_Quoted passage_
Nortina’s Egyptian Travel Diaries (#AtoZChallenge): “O” is for Osiris, Set, and Horus: Gods of Egypt

As you may have already guessed, before this trip, the majority of my Ancient Egyptian knowledge came from movies, which in and of itself is extremely flawed. Hollywood whitewashing aside, any film based on historical events must always be taken with a grain of salt, as the filmmakers almost always take creative liberties and fictionalize the tale just a tad (and by “just a tad,” I mean 99.99%) to make it entertaining.

That being said, after visiting the Temple of Horus at Edfu and listening to our tour guide explain the mythology written on the walls of the temple of Osiris, Set, and Horus, I have a newfound appreciation for the Gerard Butler-staring 2016 film, God’s of Egypt. I can see that the filmmakers did at least try to give us a somewhat accurate portrayal of these gods.

Again, Hollywood whitewashing aside.

So what did the movie get right? Let’s take a look. Please note if you haven’t seen the movie, this post contains spoilers. You’ve been warned.

Horus to be crowned king

Yep, that’s right! Horus and Osiris were both recognized as symbols of the kingship of Egypt. Remember the picture of King Khafre in the post “Museums and Mummies” with the falcon covering the back of his head? That was Horus! And the woman Pharaoh Hatshepsut appears as Osiris in the statues at her mortuary temple.

_Exercise directions_
Can you quote the travel post starting with "That being said, after" and going on through "You’ve been warned."?

(Records pointing to named objects)
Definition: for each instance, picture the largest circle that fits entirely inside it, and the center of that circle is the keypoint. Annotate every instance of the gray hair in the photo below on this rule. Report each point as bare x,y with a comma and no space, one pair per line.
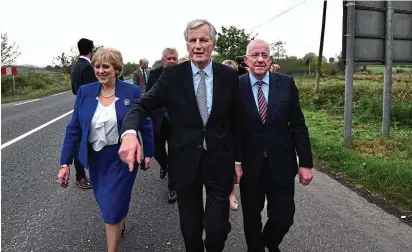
197,23
169,50
257,41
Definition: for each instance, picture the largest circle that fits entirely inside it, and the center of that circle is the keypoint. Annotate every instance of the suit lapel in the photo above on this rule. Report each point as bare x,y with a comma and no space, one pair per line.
190,90
273,95
119,104
249,98
91,104
217,85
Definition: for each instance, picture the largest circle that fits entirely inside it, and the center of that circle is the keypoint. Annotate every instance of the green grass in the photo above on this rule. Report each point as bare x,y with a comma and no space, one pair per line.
381,69
382,166
33,85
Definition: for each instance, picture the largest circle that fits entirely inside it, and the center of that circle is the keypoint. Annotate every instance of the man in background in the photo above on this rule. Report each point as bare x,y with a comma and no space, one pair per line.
82,73
140,76
160,122
274,68
274,133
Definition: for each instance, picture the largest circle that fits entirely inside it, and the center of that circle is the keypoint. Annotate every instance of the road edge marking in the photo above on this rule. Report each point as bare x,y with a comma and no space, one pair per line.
34,130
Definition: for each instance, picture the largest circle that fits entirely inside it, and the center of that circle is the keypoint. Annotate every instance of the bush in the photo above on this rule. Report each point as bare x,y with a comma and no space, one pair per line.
367,99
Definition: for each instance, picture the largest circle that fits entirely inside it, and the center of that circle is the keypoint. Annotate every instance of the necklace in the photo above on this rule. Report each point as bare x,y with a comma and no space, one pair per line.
107,95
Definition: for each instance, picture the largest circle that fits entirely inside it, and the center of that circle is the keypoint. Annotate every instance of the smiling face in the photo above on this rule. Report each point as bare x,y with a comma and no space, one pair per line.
105,72
258,58
200,45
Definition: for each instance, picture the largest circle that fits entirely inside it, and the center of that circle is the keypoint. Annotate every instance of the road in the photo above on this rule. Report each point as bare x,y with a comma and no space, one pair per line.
37,215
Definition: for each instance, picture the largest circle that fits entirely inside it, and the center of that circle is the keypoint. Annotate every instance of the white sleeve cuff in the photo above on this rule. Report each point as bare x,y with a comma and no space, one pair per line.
128,132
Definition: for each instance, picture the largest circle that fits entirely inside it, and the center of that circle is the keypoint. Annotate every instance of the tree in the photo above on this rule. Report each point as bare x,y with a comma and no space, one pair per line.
309,60
232,42
9,53
278,49
157,64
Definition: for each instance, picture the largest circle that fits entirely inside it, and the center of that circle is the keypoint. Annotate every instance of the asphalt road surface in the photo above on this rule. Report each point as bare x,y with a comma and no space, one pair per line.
37,215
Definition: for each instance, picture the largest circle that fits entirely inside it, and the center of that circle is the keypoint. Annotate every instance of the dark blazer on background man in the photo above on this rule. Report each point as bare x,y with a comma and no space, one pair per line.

_Task solution_
That being said, after visiting the Temple of Horus at Edfu and listening to our tour guide explain the mythology written on the walls of the temple of Osiris, Set, and Horus, I have a newfound appreciation for the Gerard Butler-staring 2016 film, God’s of Egypt. I can see that the filmmakers did at least try to give us a somewhat accurate portrayal of these gods.

Again, Hollywood whitewashing aside.

So what did the movie get right? Let’s take a look. Please note if you haven’t seen the movie, this post contains spoilers. You’ve been warned.